→ 課題 1:
レコードの中で、文字列「bark」を含む行を数えてください。答えは数だけにしてください。

2003年7月以降に着工した建物については、24時間換気システムの設置が建築基準法によって義務付けられています。賃貸や持ち家に関係なく設置が必要なもので、法律によって義務付けられている背景には「シックハウス症候群」の防止が挙げられます。
シックハウス症候群は、主に建材や家具などから発生する、さまざまな有害な化学物質が原因で起こると考えられています。
マンションなどの気密性の高い住宅が増えてきたこと、ライフスタイルの変化から換気する機会が減少した、などの理由から法律で24時間換気システムの設置が義務付けられました。
3種類の換気方法…メリット・デメリットを紹介

24時間換気システムは、リビングや個室にある給気口から外気を取り込み、洗面所やトイレに設置された排気口から室内の空気を外に出すというのが一般的な仕組みです。
国土交通省の資料(※)によれば、1時間で部屋全体の空気の半分以上が入れ替わっていることとされています。
換気方法については3つのタイプがあるので、それぞれの特徴やメリット・デメリットをここで押さえておきましょう。
第1種換気方式
外気を取り込む給気と空気を排出する排気の両方を、換気扇などの機械によって行う方法です。
給気と排気をどちらも機械で行うので、ほかの方式よりもコストはかかりますが、空気の循環をコントロールしやすく、安定した換気効果が期待できます。

→ 課題 2:
上の24時間換気システムについての文書と、次の(a)～(c)の記述が一致するかどうかを判定してください。それぞれ「はい」か「いいえ」で答え、判断の根拠となる文書の語句を正確に引用してください。
(a) 24時間換気システムの設置は、持ち家には義務付けられていない。
(b) 第1種換気方式では、給気と排気の両方を機械で行う。
(c) 国土交通省の資料によると、1時間で部屋全体の空気の半分以上が入れ替わっているとされている。

→ データレコード:
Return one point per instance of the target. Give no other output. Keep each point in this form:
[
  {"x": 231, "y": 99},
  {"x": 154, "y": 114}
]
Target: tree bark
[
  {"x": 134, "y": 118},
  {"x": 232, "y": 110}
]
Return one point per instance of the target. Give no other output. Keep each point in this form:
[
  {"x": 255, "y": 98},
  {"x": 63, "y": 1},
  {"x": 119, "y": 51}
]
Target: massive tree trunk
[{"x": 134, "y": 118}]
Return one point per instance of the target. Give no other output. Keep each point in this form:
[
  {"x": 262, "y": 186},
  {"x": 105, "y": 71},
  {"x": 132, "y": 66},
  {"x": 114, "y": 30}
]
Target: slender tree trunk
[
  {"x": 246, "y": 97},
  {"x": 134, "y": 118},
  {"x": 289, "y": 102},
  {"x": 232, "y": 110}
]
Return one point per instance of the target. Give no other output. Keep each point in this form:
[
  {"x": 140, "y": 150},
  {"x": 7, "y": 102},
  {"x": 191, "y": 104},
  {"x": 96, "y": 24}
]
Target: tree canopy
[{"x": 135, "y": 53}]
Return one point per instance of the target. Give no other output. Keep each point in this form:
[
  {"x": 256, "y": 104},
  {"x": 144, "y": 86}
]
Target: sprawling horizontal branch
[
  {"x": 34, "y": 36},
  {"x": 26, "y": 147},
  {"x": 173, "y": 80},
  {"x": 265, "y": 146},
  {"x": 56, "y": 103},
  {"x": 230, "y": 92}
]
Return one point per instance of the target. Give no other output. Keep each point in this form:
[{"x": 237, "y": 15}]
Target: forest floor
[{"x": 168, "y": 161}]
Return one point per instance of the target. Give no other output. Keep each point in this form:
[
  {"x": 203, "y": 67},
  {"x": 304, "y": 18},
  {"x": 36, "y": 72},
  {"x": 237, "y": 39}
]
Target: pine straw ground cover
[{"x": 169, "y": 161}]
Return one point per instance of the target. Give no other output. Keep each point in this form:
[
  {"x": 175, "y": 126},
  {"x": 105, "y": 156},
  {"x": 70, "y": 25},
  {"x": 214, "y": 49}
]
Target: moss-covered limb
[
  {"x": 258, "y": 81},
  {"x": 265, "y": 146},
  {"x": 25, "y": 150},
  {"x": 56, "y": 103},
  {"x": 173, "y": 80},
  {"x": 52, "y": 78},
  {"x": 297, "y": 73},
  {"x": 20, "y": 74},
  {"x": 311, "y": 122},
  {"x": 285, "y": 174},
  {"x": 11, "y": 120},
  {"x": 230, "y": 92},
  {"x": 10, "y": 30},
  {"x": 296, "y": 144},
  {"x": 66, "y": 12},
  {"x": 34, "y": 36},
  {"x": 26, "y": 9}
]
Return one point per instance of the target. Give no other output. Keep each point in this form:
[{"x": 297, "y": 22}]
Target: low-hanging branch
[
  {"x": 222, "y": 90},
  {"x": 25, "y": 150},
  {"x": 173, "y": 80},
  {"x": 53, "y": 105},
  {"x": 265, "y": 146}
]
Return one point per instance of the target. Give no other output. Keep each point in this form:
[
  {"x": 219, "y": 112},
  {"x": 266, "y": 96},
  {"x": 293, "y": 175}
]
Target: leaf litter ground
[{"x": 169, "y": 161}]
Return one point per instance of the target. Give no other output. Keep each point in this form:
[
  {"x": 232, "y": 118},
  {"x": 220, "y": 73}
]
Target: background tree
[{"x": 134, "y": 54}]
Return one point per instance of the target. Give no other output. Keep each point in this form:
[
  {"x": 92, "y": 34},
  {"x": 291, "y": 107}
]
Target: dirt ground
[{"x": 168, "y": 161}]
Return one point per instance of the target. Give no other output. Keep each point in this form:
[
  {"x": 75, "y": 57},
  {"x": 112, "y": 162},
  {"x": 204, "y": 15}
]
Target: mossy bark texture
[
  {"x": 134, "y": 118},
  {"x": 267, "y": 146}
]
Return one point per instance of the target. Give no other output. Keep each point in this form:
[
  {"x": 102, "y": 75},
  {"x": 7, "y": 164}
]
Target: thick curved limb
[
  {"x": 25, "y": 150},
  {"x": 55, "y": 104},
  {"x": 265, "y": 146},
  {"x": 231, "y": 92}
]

→ 期待される出力 1:
2

→ 期待される出力 2:
(a) いいえ。「賃貸や持ち家に関係なく設置が必要なもので」
(b) はい。「外気を取り込む給気と空気を排出する排気の両方を、換気扇などの機械によって行う方法です。」
(c) はい。「1時間で部屋全体の空気の半分以上が入れ替わっていることとされています」